Page excerpt:
########################################

In the Usui Reiki tradition there are three degrees of training and attunement. Each has a western and an eastern title by which they may be referred. Not all students of Reiki choose to be attuned to the Shinpiden or Master level. There are those who feel most comfortable at the Shoden or Introductory level and never move beyond it. It is important to recognise that there is no best or correct way beyond finding what feels best for the individual. This applies to the time between attunements as well. Some students take years while others take weeks and months between the levels. To each their own.
The first level of Reiki is referred to as Shoden in the Japanese tradition (translates to “Beginner Teachings”) or the First Degree/Introductory in the Western tradition. This level introduces the student to Reiki energy and the ways they can connect with it to aid self-discovery and healing, as well as to help and support others. Whether the student learns about the chakras or the three diamonds will depend upon the lineage of their teacher, though it is important to note that neither is wrong.
The second level of Reiki is referred to as Okuden in the Japanese tradition (translates to “Hidden or Inner Teachings”) or the Second Degree/Practitioner in the Western tradition. This stage of training introduces names and mantras of three of the Usui Reiki symbols. Students are taught the how and why of using each of these symbols and their resonant energies to further their range as a healer for self and others. Depending on the teacher, students are further encouraged to work intuitively with the energies they are channeling when offering healing. Students are supported in practicing as therapists at this stage, learning about insuring their practice and how to keep appropriate records of their patients’ visits, etc.
The third level of Reiki is referred to as Shinpiden in the Japanese tradition (translates to “Mystery Teachings”) or the Third Degree/Master in the Western tradition. Students at this level of training are taught the names and mantras of the Master symbols. The western tradition further distinguishes between Master-Practitioner and Master-Teacher. Those training for the latter are taught the attunement process, and are often given ideas of how they may organise courses for passing on the teachings.
It is important to note that while Reiki is often viewed as a therapy, most individuals who receive training in Reiki find that it inevitably takes on a spiritual aspect. Those who go on to the final degree of training consistently describe it as a lifestyle, not just a degree of certification.

########################################

[Collected data entries]
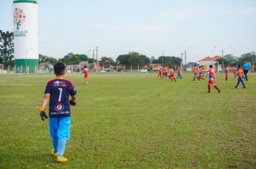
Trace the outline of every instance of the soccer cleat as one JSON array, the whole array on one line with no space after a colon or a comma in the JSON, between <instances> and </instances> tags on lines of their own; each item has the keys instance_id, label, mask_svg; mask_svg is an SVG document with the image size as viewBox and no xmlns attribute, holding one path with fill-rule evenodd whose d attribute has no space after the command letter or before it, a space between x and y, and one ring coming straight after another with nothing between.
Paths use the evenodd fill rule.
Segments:
<instances>
[{"instance_id":1,"label":"soccer cleat","mask_svg":"<svg viewBox=\"0 0 256 169\"><path fill-rule=\"evenodd\" d=\"M64 162L67 162L68 161L68 158L60 158L60 156L58 156L57 158L57 162L58 163L64 163Z\"/></svg>"},{"instance_id":2,"label":"soccer cleat","mask_svg":"<svg viewBox=\"0 0 256 169\"><path fill-rule=\"evenodd\" d=\"M54 149L52 150L52 155L55 158L58 158L58 153L54 153Z\"/></svg>"}]
</instances>

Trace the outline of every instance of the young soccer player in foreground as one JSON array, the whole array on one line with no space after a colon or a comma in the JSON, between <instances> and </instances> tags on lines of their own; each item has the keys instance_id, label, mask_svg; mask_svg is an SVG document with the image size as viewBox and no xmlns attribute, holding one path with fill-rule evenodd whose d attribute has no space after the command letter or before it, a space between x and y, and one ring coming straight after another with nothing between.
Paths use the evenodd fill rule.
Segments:
<instances>
[{"instance_id":1,"label":"young soccer player in foreground","mask_svg":"<svg viewBox=\"0 0 256 169\"><path fill-rule=\"evenodd\" d=\"M168 77L173 81L174 79L174 81L176 82L176 78L174 76L174 71L173 69L170 67L169 69L169 72L170 72L170 75L168 76Z\"/></svg>"},{"instance_id":2,"label":"young soccer player in foreground","mask_svg":"<svg viewBox=\"0 0 256 169\"><path fill-rule=\"evenodd\" d=\"M89 70L87 69L86 66L83 67L83 73L84 74L84 79L86 80L86 85L88 84L88 72Z\"/></svg>"},{"instance_id":3,"label":"young soccer player in foreground","mask_svg":"<svg viewBox=\"0 0 256 169\"><path fill-rule=\"evenodd\" d=\"M241 69L241 66L238 66L238 69L237 69L236 74L234 74L234 78L236 78L236 77L238 76L237 84L234 87L234 88L237 89L240 82L242 83L244 89L245 88L245 85L244 85L244 80L243 80L243 75L244 75L244 73Z\"/></svg>"},{"instance_id":4,"label":"young soccer player in foreground","mask_svg":"<svg viewBox=\"0 0 256 169\"><path fill-rule=\"evenodd\" d=\"M209 81L208 81L208 92L211 92L211 84L214 87L214 88L218 90L218 92L220 92L221 90L219 89L217 85L214 84L216 82L215 73L214 70L212 69L212 65L210 64L210 69L208 70L208 74L206 74L206 78L209 76Z\"/></svg>"},{"instance_id":5,"label":"young soccer player in foreground","mask_svg":"<svg viewBox=\"0 0 256 169\"><path fill-rule=\"evenodd\" d=\"M178 67L178 69L177 69L177 78L180 78L181 79L181 69L180 67Z\"/></svg>"},{"instance_id":6,"label":"young soccer player in foreground","mask_svg":"<svg viewBox=\"0 0 256 169\"><path fill-rule=\"evenodd\" d=\"M196 77L196 79L198 79L198 77L197 77L197 71L198 71L198 68L196 67L196 64L194 65L194 67L193 68L193 80L195 81Z\"/></svg>"},{"instance_id":7,"label":"young soccer player in foreground","mask_svg":"<svg viewBox=\"0 0 256 169\"><path fill-rule=\"evenodd\" d=\"M226 79L226 81L227 81L228 76L229 76L229 68L226 67L226 69L225 69L225 79Z\"/></svg>"},{"instance_id":8,"label":"young soccer player in foreground","mask_svg":"<svg viewBox=\"0 0 256 169\"><path fill-rule=\"evenodd\" d=\"M45 96L40 107L40 117L42 120L48 118L45 113L45 106L49 102L50 135L52 139L52 155L57 158L57 162L68 161L63 157L65 142L70 139L70 107L76 105L76 90L72 83L64 79L65 66L58 62L54 65L55 79L47 82ZM71 95L71 100L69 100Z\"/></svg>"}]
</instances>

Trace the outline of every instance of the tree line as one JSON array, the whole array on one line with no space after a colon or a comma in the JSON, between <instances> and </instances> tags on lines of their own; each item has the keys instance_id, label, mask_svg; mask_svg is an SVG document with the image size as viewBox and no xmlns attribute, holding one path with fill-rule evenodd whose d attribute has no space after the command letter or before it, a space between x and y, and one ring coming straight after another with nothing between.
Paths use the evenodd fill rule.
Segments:
<instances>
[{"instance_id":1,"label":"tree line","mask_svg":"<svg viewBox=\"0 0 256 169\"><path fill-rule=\"evenodd\" d=\"M5 67L14 66L14 34L9 32L3 32L0 30L0 64ZM78 64L81 61L88 61L89 64L93 64L93 58L88 57L85 54L68 53L63 57L56 59L53 57L39 54L40 62L49 62L55 64L57 62L62 62L66 64ZM256 63L256 54L255 52L243 54L240 57L235 57L233 54L226 54L223 58L225 66L235 66L242 64L245 61L252 64ZM145 65L149 66L150 63L161 64L169 67L175 67L180 64L181 59L174 56L160 56L158 59L154 57L150 59L146 55L138 52L132 52L128 54L120 54L114 61L111 57L102 57L99 60L100 64L104 67L113 67L122 64L127 69L132 67L132 69L137 69L138 66L142 67ZM219 60L221 63L222 58Z\"/></svg>"}]
</instances>

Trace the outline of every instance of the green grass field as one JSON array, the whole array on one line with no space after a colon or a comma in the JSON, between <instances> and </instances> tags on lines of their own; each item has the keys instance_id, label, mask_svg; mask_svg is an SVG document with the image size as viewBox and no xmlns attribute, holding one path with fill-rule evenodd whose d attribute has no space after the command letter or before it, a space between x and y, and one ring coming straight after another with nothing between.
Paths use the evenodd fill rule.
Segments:
<instances>
[{"instance_id":1,"label":"green grass field","mask_svg":"<svg viewBox=\"0 0 256 169\"><path fill-rule=\"evenodd\" d=\"M256 74L217 74L218 93L192 74L66 75L78 90L71 140L57 163L39 107L54 75L0 76L0 168L255 168ZM232 74L229 74L229 77Z\"/></svg>"}]
</instances>

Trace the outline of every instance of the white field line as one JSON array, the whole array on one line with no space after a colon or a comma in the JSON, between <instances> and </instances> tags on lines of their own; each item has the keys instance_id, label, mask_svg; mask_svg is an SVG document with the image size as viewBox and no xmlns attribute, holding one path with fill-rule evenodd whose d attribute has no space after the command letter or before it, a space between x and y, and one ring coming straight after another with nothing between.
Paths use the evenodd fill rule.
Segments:
<instances>
[{"instance_id":1,"label":"white field line","mask_svg":"<svg viewBox=\"0 0 256 169\"><path fill-rule=\"evenodd\" d=\"M0 108L39 108L39 106L0 106ZM251 108L246 107L229 107L229 108L220 108L220 107L214 107L214 108L209 108L209 107L172 107L172 108L159 108L159 107L148 107L148 108L142 108L142 107L73 107L73 109L83 109L83 110L252 110Z\"/></svg>"},{"instance_id":2,"label":"white field line","mask_svg":"<svg viewBox=\"0 0 256 169\"><path fill-rule=\"evenodd\" d=\"M83 100L83 98L79 98L81 99L81 100ZM35 99L23 99L23 98L10 98L10 100L22 100L22 101L42 101L42 99L40 100L35 100ZM185 100L194 100L194 99L191 99L191 98L180 98L180 99L170 99L170 98L168 98L168 99L164 99L164 100L159 100L159 99L147 99L146 101L169 101L169 100L183 100L183 101L185 101ZM91 99L91 101L95 101L95 102L100 102L100 101L115 101L115 100L117 100L117 101L127 101L127 102L134 102L134 101L145 101L145 99L128 99L128 100L126 100L126 99L124 99L124 100L120 100L120 99L114 99L114 98L110 98L110 99ZM5 101L8 101L8 100L2 100L2 102L4 102ZM204 101L216 101L216 100L214 100L214 99L204 99L203 100L201 101L198 101L197 100L196 102L198 102L198 104L201 104L201 103L204 103L205 102ZM232 102L237 102L237 100L228 100L227 101L232 101ZM243 100L240 100L239 101L240 102L256 102L256 100L245 100L245 101L243 101ZM219 103L219 102L217 102L217 103ZM226 102L224 102L224 104L226 104L227 103L227 101Z\"/></svg>"}]
</instances>

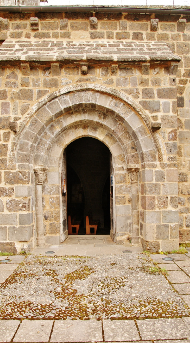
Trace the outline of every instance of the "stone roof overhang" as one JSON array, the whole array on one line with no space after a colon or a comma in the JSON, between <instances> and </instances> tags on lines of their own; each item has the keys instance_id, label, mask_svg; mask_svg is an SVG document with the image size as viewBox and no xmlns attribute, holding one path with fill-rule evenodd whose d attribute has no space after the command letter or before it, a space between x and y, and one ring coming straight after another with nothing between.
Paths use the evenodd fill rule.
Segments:
<instances>
[{"instance_id":1,"label":"stone roof overhang","mask_svg":"<svg viewBox=\"0 0 190 343\"><path fill-rule=\"evenodd\" d=\"M119 62L179 62L163 42L63 41L61 39L10 40L0 47L0 62L80 61Z\"/></svg>"}]
</instances>

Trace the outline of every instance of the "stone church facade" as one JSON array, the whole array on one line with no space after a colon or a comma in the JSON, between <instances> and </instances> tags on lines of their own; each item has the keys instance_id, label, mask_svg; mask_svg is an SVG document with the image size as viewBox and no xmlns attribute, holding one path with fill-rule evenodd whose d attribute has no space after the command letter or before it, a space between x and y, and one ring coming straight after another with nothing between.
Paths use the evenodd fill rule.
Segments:
<instances>
[{"instance_id":1,"label":"stone church facade","mask_svg":"<svg viewBox=\"0 0 190 343\"><path fill-rule=\"evenodd\" d=\"M117 244L190 241L190 15L0 12L0 250L67 238L64 151L84 137L111 154Z\"/></svg>"}]
</instances>

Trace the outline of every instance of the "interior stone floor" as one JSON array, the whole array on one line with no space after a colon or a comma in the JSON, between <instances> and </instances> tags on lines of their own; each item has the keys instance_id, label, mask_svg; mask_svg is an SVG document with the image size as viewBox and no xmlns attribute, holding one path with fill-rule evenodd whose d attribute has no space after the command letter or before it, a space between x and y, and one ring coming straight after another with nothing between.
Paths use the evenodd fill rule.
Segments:
<instances>
[{"instance_id":1,"label":"interior stone floor","mask_svg":"<svg viewBox=\"0 0 190 343\"><path fill-rule=\"evenodd\" d=\"M122 253L123 251L126 249L130 249L133 253L142 252L140 244L135 247L129 243L124 245L117 245L109 235L69 236L60 245L51 246L48 248L57 255L76 254L80 256ZM44 253L46 251L47 248L38 248L32 253Z\"/></svg>"}]
</instances>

########################################

Problem 1: According to the passage on Reiki training levels, what does the Japanese term Okuden translate to?
Problem 2: Reproduce the passage on Reiki training levels word for word, starting at "In the Usui" and ending at "each their own.".

Your solution 1: "Hidden or Inner Teachings"

Your solution 2:
In the Usui Reiki tradition there are three degrees of training and attunement. Each has a western and an eastern title by which they may be referred. Not all students of Reiki choose to be attuned to the Shinpiden or Master level. There are those who feel most comfortable at the Shoden or Introductory level and never move beyond it. It is important to recognise that there is no best or correct way beyond finding what feels best for the individual. This applies to the time between attunements as well. Some students take years while others take weeks and months between the levels. To each their own.